Set problem -
List every line in the records below that contains the word "logo". Case counts.

** Start **

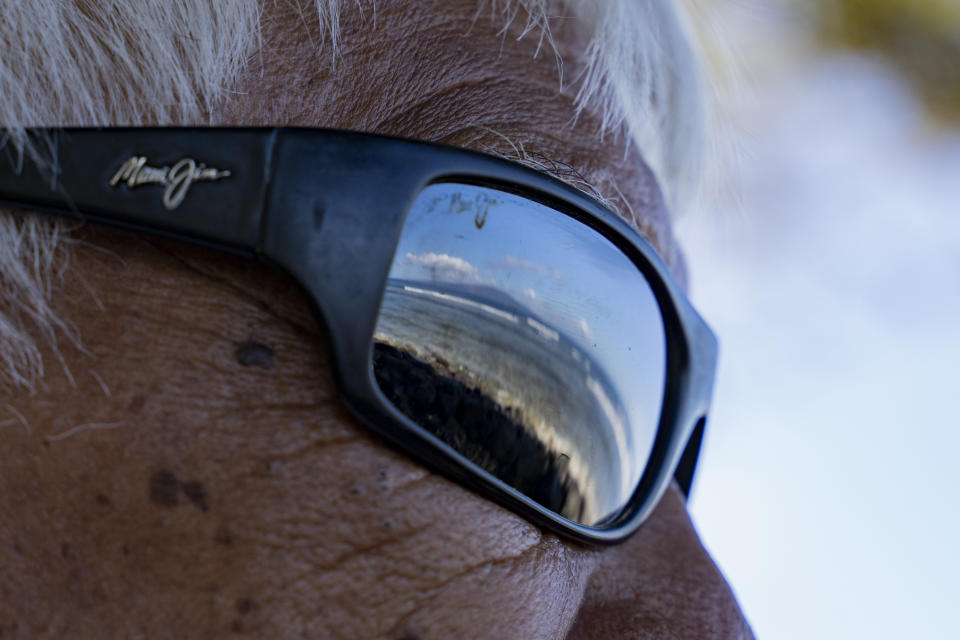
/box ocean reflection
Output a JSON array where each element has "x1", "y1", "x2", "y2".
[{"x1": 373, "y1": 185, "x2": 665, "y2": 525}]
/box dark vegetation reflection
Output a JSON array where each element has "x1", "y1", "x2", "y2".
[{"x1": 373, "y1": 184, "x2": 665, "y2": 525}]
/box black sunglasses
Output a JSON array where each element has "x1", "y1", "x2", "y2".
[{"x1": 0, "y1": 128, "x2": 717, "y2": 543}]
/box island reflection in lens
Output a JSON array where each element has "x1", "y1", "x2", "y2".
[{"x1": 373, "y1": 183, "x2": 666, "y2": 526}]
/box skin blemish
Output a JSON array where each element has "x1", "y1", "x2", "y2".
[
  {"x1": 213, "y1": 525, "x2": 233, "y2": 547},
  {"x1": 150, "y1": 469, "x2": 180, "y2": 507},
  {"x1": 180, "y1": 481, "x2": 210, "y2": 512},
  {"x1": 234, "y1": 340, "x2": 273, "y2": 369},
  {"x1": 127, "y1": 396, "x2": 147, "y2": 413}
]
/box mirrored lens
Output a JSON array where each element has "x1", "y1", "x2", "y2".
[{"x1": 373, "y1": 184, "x2": 666, "y2": 525}]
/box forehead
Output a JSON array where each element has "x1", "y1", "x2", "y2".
[{"x1": 219, "y1": 0, "x2": 682, "y2": 271}]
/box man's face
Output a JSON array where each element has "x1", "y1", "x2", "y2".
[{"x1": 0, "y1": 0, "x2": 750, "y2": 640}]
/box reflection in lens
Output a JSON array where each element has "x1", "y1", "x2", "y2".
[{"x1": 373, "y1": 184, "x2": 666, "y2": 525}]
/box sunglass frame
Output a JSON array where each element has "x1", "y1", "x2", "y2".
[{"x1": 0, "y1": 128, "x2": 717, "y2": 544}]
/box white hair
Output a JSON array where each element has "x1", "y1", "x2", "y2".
[{"x1": 0, "y1": 0, "x2": 702, "y2": 387}]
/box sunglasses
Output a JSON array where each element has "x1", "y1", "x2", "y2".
[{"x1": 0, "y1": 128, "x2": 717, "y2": 543}]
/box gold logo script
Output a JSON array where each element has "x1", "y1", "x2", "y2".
[{"x1": 110, "y1": 156, "x2": 230, "y2": 211}]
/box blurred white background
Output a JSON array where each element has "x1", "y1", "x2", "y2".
[{"x1": 680, "y1": 0, "x2": 960, "y2": 639}]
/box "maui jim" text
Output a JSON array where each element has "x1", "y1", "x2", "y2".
[{"x1": 110, "y1": 156, "x2": 230, "y2": 211}]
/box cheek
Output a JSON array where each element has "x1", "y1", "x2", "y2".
[
  {"x1": 569, "y1": 485, "x2": 753, "y2": 640},
  {"x1": 0, "y1": 234, "x2": 590, "y2": 638}
]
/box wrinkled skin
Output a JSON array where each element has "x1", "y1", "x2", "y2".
[{"x1": 0, "y1": 0, "x2": 750, "y2": 640}]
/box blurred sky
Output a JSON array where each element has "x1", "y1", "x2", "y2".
[{"x1": 680, "y1": 0, "x2": 960, "y2": 639}]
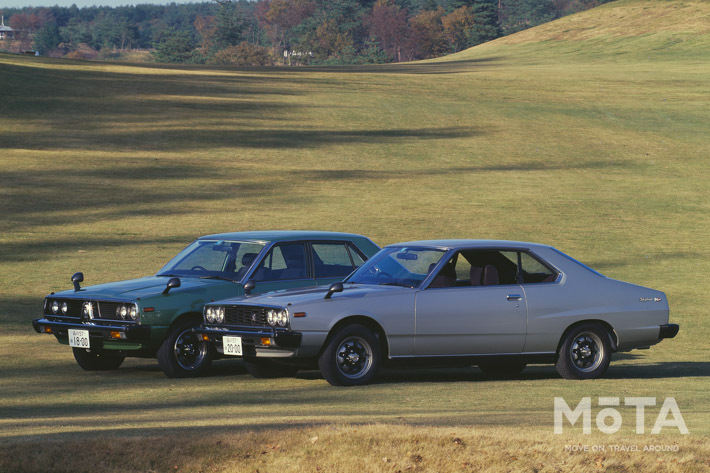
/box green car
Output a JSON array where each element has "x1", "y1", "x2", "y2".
[{"x1": 32, "y1": 231, "x2": 380, "y2": 378}]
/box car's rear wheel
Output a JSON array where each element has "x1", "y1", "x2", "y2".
[
  {"x1": 318, "y1": 324, "x2": 382, "y2": 386},
  {"x1": 478, "y1": 360, "x2": 527, "y2": 378},
  {"x1": 158, "y1": 320, "x2": 213, "y2": 378},
  {"x1": 244, "y1": 357, "x2": 298, "y2": 378},
  {"x1": 556, "y1": 323, "x2": 611, "y2": 379},
  {"x1": 72, "y1": 348, "x2": 126, "y2": 371}
]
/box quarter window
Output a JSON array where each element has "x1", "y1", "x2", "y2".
[
  {"x1": 311, "y1": 243, "x2": 362, "y2": 278},
  {"x1": 253, "y1": 243, "x2": 308, "y2": 282}
]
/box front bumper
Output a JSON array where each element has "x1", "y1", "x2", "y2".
[
  {"x1": 32, "y1": 318, "x2": 150, "y2": 343},
  {"x1": 193, "y1": 326, "x2": 301, "y2": 357},
  {"x1": 658, "y1": 324, "x2": 680, "y2": 340}
]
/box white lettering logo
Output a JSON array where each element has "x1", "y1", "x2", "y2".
[{"x1": 554, "y1": 397, "x2": 688, "y2": 435}]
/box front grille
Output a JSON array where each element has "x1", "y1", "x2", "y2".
[
  {"x1": 99, "y1": 301, "x2": 123, "y2": 320},
  {"x1": 44, "y1": 297, "x2": 132, "y2": 322},
  {"x1": 224, "y1": 305, "x2": 270, "y2": 327}
]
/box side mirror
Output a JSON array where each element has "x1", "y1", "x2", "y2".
[
  {"x1": 244, "y1": 279, "x2": 256, "y2": 296},
  {"x1": 71, "y1": 273, "x2": 84, "y2": 292},
  {"x1": 323, "y1": 282, "x2": 343, "y2": 299},
  {"x1": 163, "y1": 278, "x2": 180, "y2": 294}
]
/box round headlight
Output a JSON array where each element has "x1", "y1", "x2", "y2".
[{"x1": 276, "y1": 309, "x2": 288, "y2": 327}]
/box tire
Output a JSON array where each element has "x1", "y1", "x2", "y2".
[
  {"x1": 478, "y1": 360, "x2": 527, "y2": 378},
  {"x1": 555, "y1": 323, "x2": 611, "y2": 379},
  {"x1": 157, "y1": 320, "x2": 214, "y2": 378},
  {"x1": 72, "y1": 348, "x2": 126, "y2": 371},
  {"x1": 318, "y1": 324, "x2": 382, "y2": 386},
  {"x1": 244, "y1": 357, "x2": 298, "y2": 378}
]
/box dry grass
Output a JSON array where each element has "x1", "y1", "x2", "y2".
[
  {"x1": 0, "y1": 1, "x2": 710, "y2": 471},
  {"x1": 0, "y1": 424, "x2": 710, "y2": 473}
]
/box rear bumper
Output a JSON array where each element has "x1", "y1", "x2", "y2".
[
  {"x1": 32, "y1": 318, "x2": 150, "y2": 343},
  {"x1": 193, "y1": 326, "x2": 302, "y2": 357},
  {"x1": 658, "y1": 324, "x2": 680, "y2": 340}
]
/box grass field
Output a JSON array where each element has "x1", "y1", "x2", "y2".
[{"x1": 0, "y1": 0, "x2": 710, "y2": 472}]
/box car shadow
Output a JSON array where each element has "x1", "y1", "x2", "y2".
[{"x1": 364, "y1": 361, "x2": 710, "y2": 384}]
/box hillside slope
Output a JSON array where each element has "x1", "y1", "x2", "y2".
[
  {"x1": 448, "y1": 0, "x2": 710, "y2": 61},
  {"x1": 0, "y1": 1, "x2": 710, "y2": 473}
]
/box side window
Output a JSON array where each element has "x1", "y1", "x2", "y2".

** End **

Task output -
/box gold logo script
/box white lettering logo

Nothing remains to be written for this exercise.